Pictures are to be dropped. Everything else in the listing gets copied exactly.

#### DATA FOR THIS TASK:
====

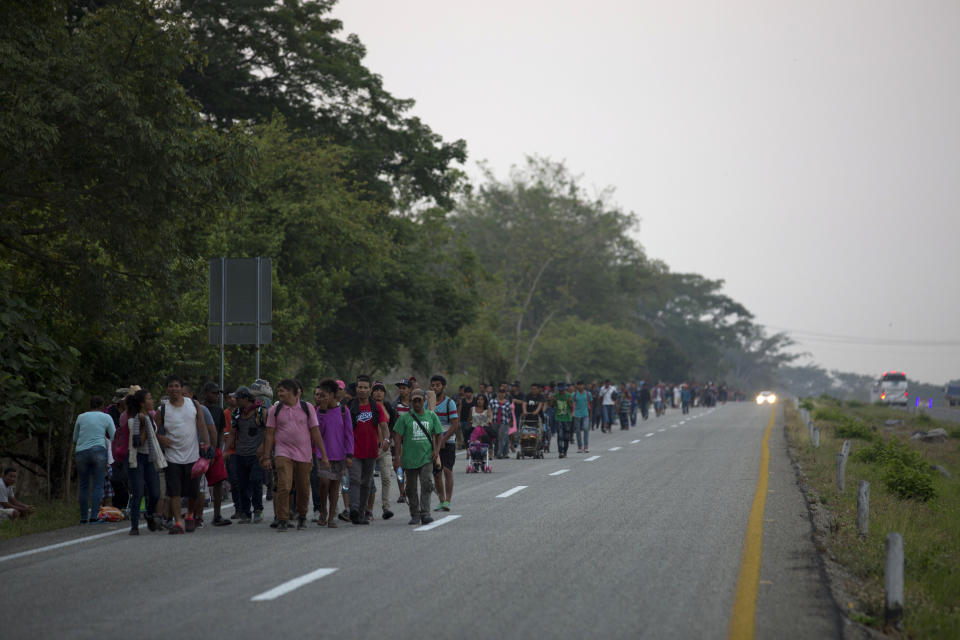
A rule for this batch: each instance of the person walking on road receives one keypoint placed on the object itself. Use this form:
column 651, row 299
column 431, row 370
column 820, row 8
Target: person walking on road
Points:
column 564, row 419
column 419, row 436
column 293, row 431
column 91, row 431
column 581, row 417
column 248, row 427
column 370, row 436
column 184, row 437
column 608, row 404
column 502, row 410
column 336, row 427
column 446, row 411
column 144, row 457
column 385, row 459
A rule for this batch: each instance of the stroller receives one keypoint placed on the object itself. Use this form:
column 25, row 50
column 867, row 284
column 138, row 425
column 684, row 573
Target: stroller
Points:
column 531, row 440
column 479, row 452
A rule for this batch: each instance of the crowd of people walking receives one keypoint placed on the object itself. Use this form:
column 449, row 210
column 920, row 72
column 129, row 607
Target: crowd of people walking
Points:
column 168, row 459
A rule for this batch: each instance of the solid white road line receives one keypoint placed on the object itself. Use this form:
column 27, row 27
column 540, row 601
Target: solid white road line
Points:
column 517, row 489
column 290, row 585
column 68, row 543
column 437, row 523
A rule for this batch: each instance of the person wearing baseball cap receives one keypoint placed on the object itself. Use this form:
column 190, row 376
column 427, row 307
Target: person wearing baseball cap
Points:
column 418, row 446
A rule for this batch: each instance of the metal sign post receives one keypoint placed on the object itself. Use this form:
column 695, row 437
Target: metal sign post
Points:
column 238, row 315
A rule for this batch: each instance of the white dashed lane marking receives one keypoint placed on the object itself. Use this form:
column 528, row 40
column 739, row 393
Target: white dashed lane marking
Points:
column 290, row 585
column 437, row 523
column 517, row 489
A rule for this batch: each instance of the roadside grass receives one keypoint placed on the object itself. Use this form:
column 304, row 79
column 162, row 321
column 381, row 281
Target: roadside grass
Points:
column 930, row 529
column 49, row 515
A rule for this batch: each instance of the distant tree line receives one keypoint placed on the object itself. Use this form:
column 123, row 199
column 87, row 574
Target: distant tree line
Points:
column 141, row 137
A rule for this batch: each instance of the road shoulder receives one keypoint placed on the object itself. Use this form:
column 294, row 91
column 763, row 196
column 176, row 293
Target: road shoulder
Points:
column 794, row 598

====

#### OUTPUT OF THE TASK:
A rule for this batch: each instance of the person walking on road receives one keypoint placed on the object itself. Use this form:
column 651, row 299
column 431, row 370
column 820, row 8
Target: person walking on road
Points:
column 564, row 419
column 419, row 436
column 293, row 431
column 91, row 431
column 581, row 417
column 248, row 427
column 370, row 436
column 184, row 437
column 608, row 404
column 502, row 410
column 336, row 427
column 446, row 411
column 144, row 457
column 385, row 459
A rule for this batch: each instance of the stroller receives one keypoint placed on the object itself. Use this form:
column 25, row 50
column 867, row 284
column 138, row 425
column 684, row 573
Target: stroller
Points:
column 531, row 440
column 479, row 452
A rule for this batch: each instance of the crowd of people walking receives one keypoint placed on the object itself. Use this form:
column 449, row 210
column 920, row 72
column 129, row 607
Target: crowd of people walking
Points:
column 168, row 459
A rule for this batch: each instance of the solid white road line receives one keypoint placed on the object itself. Use this form:
column 27, row 27
column 540, row 601
Target: solid white road line
Points:
column 517, row 489
column 290, row 585
column 68, row 543
column 437, row 523
A rule for this batch: each instance of the person wearing baseball cap receives one keypoint placed on the object itself. Use this form:
column 190, row 376
column 427, row 307
Target: person wearing baseball cap
Points:
column 418, row 446
A rule for this batch: each instance of the metal sign post receives one keypoint placed on the object itself. Use this form:
column 695, row 437
Target: metal sign post
Points:
column 238, row 315
A rule for this batch: each instance of the white dashed lane marking receives one keypoint placed on the object itself. Use this form:
column 528, row 40
column 739, row 393
Target: white dashed lane marking
Points:
column 290, row 585
column 437, row 523
column 517, row 489
A rule for this batch: each instance of the roadside grass receives one keypoint placed on the object itself. Use this form:
column 304, row 79
column 162, row 321
column 381, row 281
Target: roadside grass
Points:
column 930, row 529
column 49, row 515
A rule for this batch: each instance of the distant tree line receives one keypoint placed on the object itself. Use this form:
column 123, row 199
column 87, row 574
Target: distant tree line
Points:
column 141, row 137
A rule for this batch: each instance of the road shoulder receives one keypoint placed on the object itself. Use this form:
column 294, row 91
column 763, row 196
column 176, row 293
Target: road shoulder
Points:
column 794, row 598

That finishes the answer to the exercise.